--- Start Dataset records ---

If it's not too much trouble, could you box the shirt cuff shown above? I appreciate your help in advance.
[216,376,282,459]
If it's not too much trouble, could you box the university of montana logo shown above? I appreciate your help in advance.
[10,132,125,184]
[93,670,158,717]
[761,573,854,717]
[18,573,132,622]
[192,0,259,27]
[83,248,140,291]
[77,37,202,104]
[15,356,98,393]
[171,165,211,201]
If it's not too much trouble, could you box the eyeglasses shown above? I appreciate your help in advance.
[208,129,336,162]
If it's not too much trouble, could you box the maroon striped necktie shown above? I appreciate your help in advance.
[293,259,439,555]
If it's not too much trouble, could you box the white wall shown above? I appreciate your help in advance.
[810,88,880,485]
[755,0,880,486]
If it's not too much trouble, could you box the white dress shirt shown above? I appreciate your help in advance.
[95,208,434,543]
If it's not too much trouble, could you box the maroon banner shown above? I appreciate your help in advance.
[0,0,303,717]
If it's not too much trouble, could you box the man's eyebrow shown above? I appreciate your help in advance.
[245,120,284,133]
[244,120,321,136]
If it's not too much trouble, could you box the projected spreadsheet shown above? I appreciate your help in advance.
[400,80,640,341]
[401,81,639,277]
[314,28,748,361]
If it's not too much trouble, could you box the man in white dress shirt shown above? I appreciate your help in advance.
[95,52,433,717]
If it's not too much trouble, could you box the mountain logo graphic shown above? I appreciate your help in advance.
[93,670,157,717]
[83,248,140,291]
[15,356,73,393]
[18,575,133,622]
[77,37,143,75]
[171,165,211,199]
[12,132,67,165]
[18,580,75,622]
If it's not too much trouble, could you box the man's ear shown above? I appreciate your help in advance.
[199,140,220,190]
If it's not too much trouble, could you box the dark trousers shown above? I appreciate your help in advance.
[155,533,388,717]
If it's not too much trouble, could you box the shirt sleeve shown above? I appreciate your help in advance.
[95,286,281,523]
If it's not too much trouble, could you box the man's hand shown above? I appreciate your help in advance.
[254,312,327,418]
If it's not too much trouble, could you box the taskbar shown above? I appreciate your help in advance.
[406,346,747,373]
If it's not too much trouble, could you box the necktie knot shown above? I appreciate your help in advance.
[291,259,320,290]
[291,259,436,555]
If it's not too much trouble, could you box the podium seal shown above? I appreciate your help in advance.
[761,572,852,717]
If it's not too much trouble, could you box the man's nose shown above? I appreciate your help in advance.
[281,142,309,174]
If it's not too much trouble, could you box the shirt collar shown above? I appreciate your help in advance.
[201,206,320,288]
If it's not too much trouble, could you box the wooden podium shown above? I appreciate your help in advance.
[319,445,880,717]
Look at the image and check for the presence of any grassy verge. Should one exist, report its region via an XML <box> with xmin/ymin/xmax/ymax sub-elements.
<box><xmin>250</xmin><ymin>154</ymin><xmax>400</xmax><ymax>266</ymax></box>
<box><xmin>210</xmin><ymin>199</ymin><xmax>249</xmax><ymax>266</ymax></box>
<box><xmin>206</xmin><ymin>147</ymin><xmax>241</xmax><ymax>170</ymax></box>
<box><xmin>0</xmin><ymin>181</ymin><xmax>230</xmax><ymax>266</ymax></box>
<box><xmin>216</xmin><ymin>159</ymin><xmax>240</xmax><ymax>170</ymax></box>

--- End Dataset records ---

The task: Update all the records above by changing every "man's" to "person's", keeping everything else the same.

Solved exercise:
If it's not too much trouble, could you box the shirt cuff shown above? I appreciate your help in advance.
[216,376,282,459]
If it's not too much trouble, could you box the university of montana logo shown above? I appreciate your help in advance.
[10,132,125,184]
[93,670,158,717]
[761,573,854,717]
[18,573,132,622]
[192,0,259,27]
[83,248,140,291]
[77,37,202,104]
[15,356,98,393]
[171,165,211,201]
If it's not too much trouble, could you box the eyeglasses shown above? I appreciate your help in advance.
[208,129,336,162]
If it's not too much trouble, could you box the maroon striped necktie shown above? I appreciate your help in advance.
[293,259,439,555]
If it's not too much trouble, could you box the white wall shown above? I appreciate your help in advance.
[810,88,880,485]
[755,0,880,486]
If it's not too much trouble, could you box the white dress shirt shown above? I appreciate your help in advance.
[95,208,434,543]
If it's not too much trouble, could you box the maroon banner shown above? I appreciate your help in advance.
[0,0,303,717]
If it's not too much trouble, could you box the person's eyebrow shown above? I appreciate your help in advance.
[245,120,284,133]
[244,120,321,136]
If it's not too much trouble, could you box the projected spreadsheet shown above? I appreciate your help in advance.
[400,80,640,341]
[401,81,639,277]
[314,28,748,361]
If it's not too much trouble, could you box the man in white dress shirt shown above? I appreciate your help in advance.
[95,52,433,717]
If it's not too much trouble, could you box the mountain logo graphic shown above? I appreciate your help in advance.
[93,670,157,717]
[83,248,140,291]
[15,356,73,393]
[18,575,133,622]
[77,37,143,75]
[171,165,211,199]
[12,132,67,165]
[18,580,75,622]
If it's not too much trouble, could you box the person's ear shown above? I appreciate your help in advance.
[199,140,220,190]
If it's not too much trouble, could you box the dark trousers shown above? I appreciate your help in advance.
[155,533,388,717]
If it's not too much trouble, could you box the shirt sleeve shown above? I appreciate your help in advance.
[95,286,281,523]
If it's not too much trouble, could you box the person's hand shown above? I appreciate your help in advance.
[254,312,327,418]
If it's not too much trouble, could you box the taskbar shown above? I appreciate your help in advance.
[406,346,747,373]
If it's not too much trouble, could you box the necktie knot shown above? I appreciate your help in advance.
[291,259,320,290]
[291,259,436,555]
If it's not too much trouble, could you box the podium seal shown above? I appreciate your help in advance.
[761,572,852,717]
If it's not too much trouble, could you box the person's nose shown above? I appreciate your help in advance.
[281,142,309,174]
If it's not too much trouble, could you box the shirt collar shown above? I appreciate your help in advance.
[201,206,320,288]
If it's not too much trouble, could you box the wooden podium shown above? I appreciate your help in advance.
[319,445,880,717]
Look at the image and check for the presence of any grassy verge. Should one exist, report its region via an XML <box> with xmin/ymin/xmax/ymax sub-elements.
<box><xmin>250</xmin><ymin>154</ymin><xmax>400</xmax><ymax>266</ymax></box>
<box><xmin>210</xmin><ymin>199</ymin><xmax>249</xmax><ymax>266</ymax></box>
<box><xmin>206</xmin><ymin>147</ymin><xmax>241</xmax><ymax>170</ymax></box>
<box><xmin>0</xmin><ymin>181</ymin><xmax>230</xmax><ymax>266</ymax></box>
<box><xmin>216</xmin><ymin>159</ymin><xmax>240</xmax><ymax>170</ymax></box>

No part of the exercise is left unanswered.